Une connaissance sommaire de la science économique apprend que l'austérité et la contraction monétaire aggravent les crises. C'est d'ailleurs la leçon suprême de la crise des années trente qui aurait pu être évitée par un assouplissement économique plutôt que par des politiques de rigueur. Et pourtant, par manque de vision et par obstinations politiques, la zone euro s'est engagée dans cette voie.



 



Dans un stupéfiant revirement idéologique, le FMI suggère d'ailleurs d'étaler dorénavant les efforts budgétaires sur plusieurs années. Si le FMI, qui avait prôné l'austérité généralisée, modifie son approche, c'est que la situation est grave. En effet, le piège économique se referme inexorablement dans la zone euro. C'est la déflation. Le taux d'inflation est d'ailleurs tombé de 2,2 % à la fin de 2012 à 0,85 % à la fin de 2013. Même les agences de notations, pourtant si promptes à exiger la vaillance budgétaire, en admettent le risque. Bien sûr, il existera toujours des économistes qui contesteront le constat de déflation en s'accommodant d'une analyse instantanée, mais je crois qu'un chercheur doit avoir la lucidité de s'extraire d'un état de fait pour se projeter dans les scénarios du futur.  Au reste, comment croire une minute que nous pourrons traverser paisiblement des années d'endettement public gigantesque avec des taux d'intérêt, d'inflation et de croissance proches de zéro ?

Extraits de données d'étiquetage de lieux
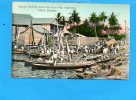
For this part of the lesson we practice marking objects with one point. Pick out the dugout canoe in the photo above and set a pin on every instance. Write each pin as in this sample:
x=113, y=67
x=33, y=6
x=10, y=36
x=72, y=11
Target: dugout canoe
x=66, y=65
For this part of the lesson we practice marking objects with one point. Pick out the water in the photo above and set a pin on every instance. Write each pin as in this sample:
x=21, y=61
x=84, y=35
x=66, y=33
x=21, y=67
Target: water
x=19, y=70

**Tâches à réaliser:**
A) Quels taux la dernière phrase du texte sur la déflation dans la zone euro dit-elle proches de zéro ? Nommez-les tous.
B) Poursuivez, s'il vous plaît, le texte sur la déflation dans la zone euro après sa dernière phrase.

**Réponses fournies:**
A) Le taux d'intérêt, le taux d'inflation et le taux de croissance.

B)
 



Il fallait évidemment promouvoir une poussée d'inflation plutôt que de la combattre. C'est la lutte aveugle contre une inflation fantomatique qui conduira à la déflation. Les exemples en sont d'ailleurs rares (Europe dans le dernier quart du 19ème siècle, États-Unis entre 1929 et 1933, Japon dans les années nonante). Une inflation peut être combattue par une augmentation des taux d'intérêt et des contrôles de prix et salaires, moyennant un tassement économique. Par contre, une déflation est accablante parce que la politique monétaire classique devient inopérante : elle conduit à la thésaurisation improductive, à des taux d'intérêt réel en hausse et à un tassement économique. On ne sait d'ailleurs pas comment s'en extraire si ce n'est par des injections monétaires. C'est ainsi que les promoteurs de la rigueur se sont lourdement trompés : en voulant éviter l'inflation, ils ont conduit l'économie à une situation déflationniste…qui exigera finalement de l'inflation.



 



Mais il y a un autre problème : la crise de l’euro révèle une hétérogénéité croissante entre les pays qui ont adopté la monnaie unique. Cette dernière était censée fluidifier l’harmonie entre les peuples mais c’est le contraire qui est constaté. L’euro cristallise désormais les rancœurs sociales dont la marche espagnole pour la dignité est une cruelle illustration. La dégradation des relations franco-allemande est, à cet égard, édifiante. Ces deux pays sont les ciments de l’union monétaire. Or les divergences séculaires qui les caractérisent émergent violemment. La monnaie qui les lie devient un facteur profond d’irritation politique.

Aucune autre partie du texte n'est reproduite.